TASKS
[1] Answer these questions on the passage about Thomason General's contract review:
(a) What does Jackson do when he finds overly restrictive confidentiality clauses?
(b) With whom was Thomason General able to share pricing?
(c) Under what law is all information subject to disclosure?
[2] Rewrite more briefly the paragraph of the passage about Thomason General's contract review that begins "We won't execute an agreement", keeping its main facts.
[3] Update the passage about Thomason General's contract review, starting with "Jackson admitted that" and going on through "consultants, he noted.", with "Aspen" replaced by "outside advisers".

GIVEN PASSAGE
----------------
Jackson admitted that it wasn’t a problem for Thomason General because
the legal department empowers them to resist such measures.
"We have a structured contract review process here that involves the
legal department and follows state law," he said. "I initiate the review
process. If I find overly restrictive confidentiality clauses I strike it
out of the contract. It’s up to the legal department here to work with the
legal departments of the various vendor companies to come up with something
we both can live with. We ended up with fairly innocuous confidentiality
agreements." Because of this, Thomason General was able to share pricing
with Aspen or any other consultants, he noted.
"We won’t execute an agreement that has a very restrictive
confidentiality component," he stated matter-of-factly. Of course, operating
under state regulations means that all information is subject to the Texas
Public Information Act anyway, he added.
While Jackson believes the new orthopedic implant process has been
successful for the hospital it might not work for everyone. "The process of
obtaining info and distributing it is essential to being able to do this,"
----------------
SUPPLIED DATA
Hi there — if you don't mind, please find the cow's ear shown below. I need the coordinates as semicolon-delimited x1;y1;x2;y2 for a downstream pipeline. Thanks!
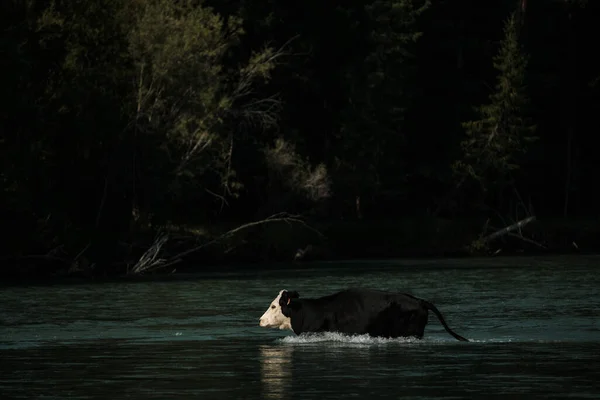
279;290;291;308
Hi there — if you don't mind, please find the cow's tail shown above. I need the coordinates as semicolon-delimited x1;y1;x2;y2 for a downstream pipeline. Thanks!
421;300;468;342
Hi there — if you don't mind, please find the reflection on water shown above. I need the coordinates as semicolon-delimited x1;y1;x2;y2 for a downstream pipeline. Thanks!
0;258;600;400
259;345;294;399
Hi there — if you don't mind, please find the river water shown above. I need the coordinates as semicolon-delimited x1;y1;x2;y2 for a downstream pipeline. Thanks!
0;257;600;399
----------------
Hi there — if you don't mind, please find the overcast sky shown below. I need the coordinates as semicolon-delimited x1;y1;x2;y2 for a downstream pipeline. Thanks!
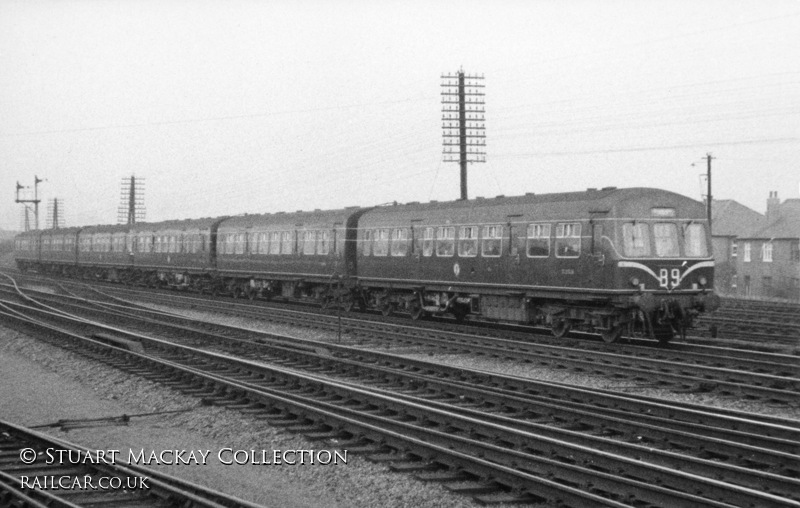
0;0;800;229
----------------
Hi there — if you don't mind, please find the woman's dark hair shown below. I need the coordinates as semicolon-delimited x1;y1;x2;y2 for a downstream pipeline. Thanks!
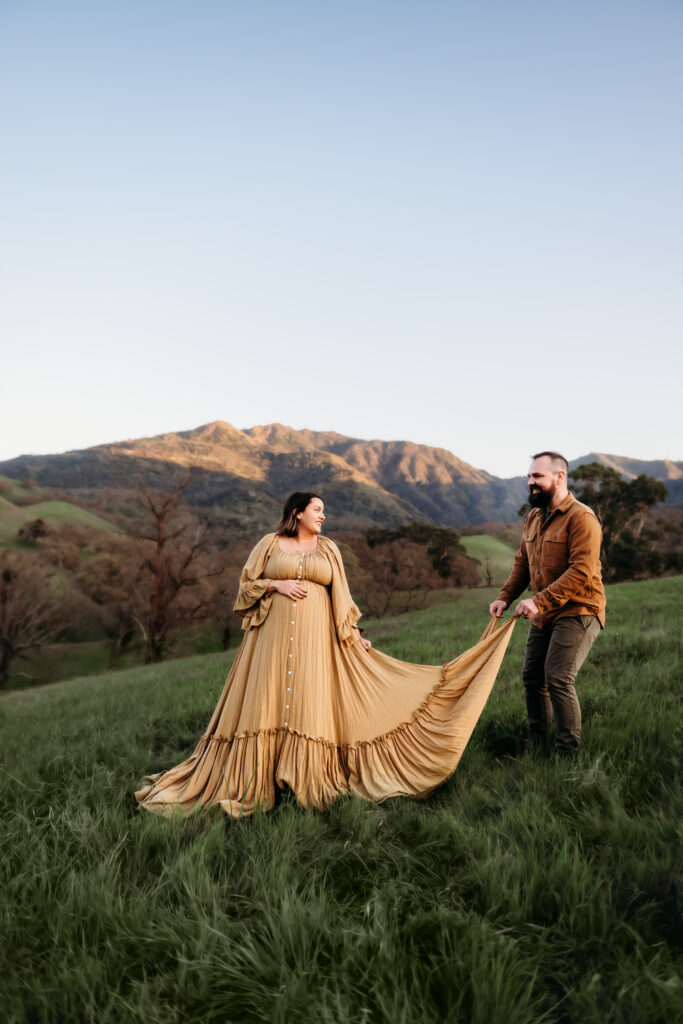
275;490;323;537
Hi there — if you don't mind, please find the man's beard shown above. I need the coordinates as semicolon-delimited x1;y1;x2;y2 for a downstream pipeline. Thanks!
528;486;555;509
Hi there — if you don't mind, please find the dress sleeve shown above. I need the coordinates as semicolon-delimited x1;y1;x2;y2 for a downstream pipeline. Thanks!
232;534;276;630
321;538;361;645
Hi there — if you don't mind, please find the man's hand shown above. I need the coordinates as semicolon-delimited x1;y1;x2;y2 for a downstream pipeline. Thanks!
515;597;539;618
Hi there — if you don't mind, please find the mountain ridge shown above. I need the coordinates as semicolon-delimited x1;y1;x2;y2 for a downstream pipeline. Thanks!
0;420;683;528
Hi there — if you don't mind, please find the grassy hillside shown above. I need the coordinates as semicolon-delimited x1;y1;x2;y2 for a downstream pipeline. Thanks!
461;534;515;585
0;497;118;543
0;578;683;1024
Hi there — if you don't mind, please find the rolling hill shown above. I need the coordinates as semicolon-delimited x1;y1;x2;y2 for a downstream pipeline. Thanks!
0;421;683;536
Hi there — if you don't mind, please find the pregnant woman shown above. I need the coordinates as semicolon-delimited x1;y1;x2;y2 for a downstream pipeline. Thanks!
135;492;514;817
----------------
RESULTS OF THE EXERCISE
[1]
(a) He strikes it out of the contract.
(b) With Aspen or any other consultants.
(c) The Texas Public Information Act.

[2] Jackson said the hospital will not sign an agreement with a very restrictive confidentiality component. He added that, because it operates under state regulations, all its information is subject to the Texas Public Information Act anyway.

[3]
Jackson admitted that it wasn’t a problem for Thomason General because
the legal department empowers them to resist such measures.
"We have a structured contract review process here that involves the
legal department and follows state law," he said. "I initiate the review
process. If I find overly restrictive confidentiality clauses I strike it
out of the contract. It’s up to the legal department here to work with the
legal departments of the various vendor companies to come up with something
we both can live with. We ended up with fairly innocuous confidentiality
agreements." Because of this, Thomason General was able to share pricing
with outside advisers or any other consultants, he noted.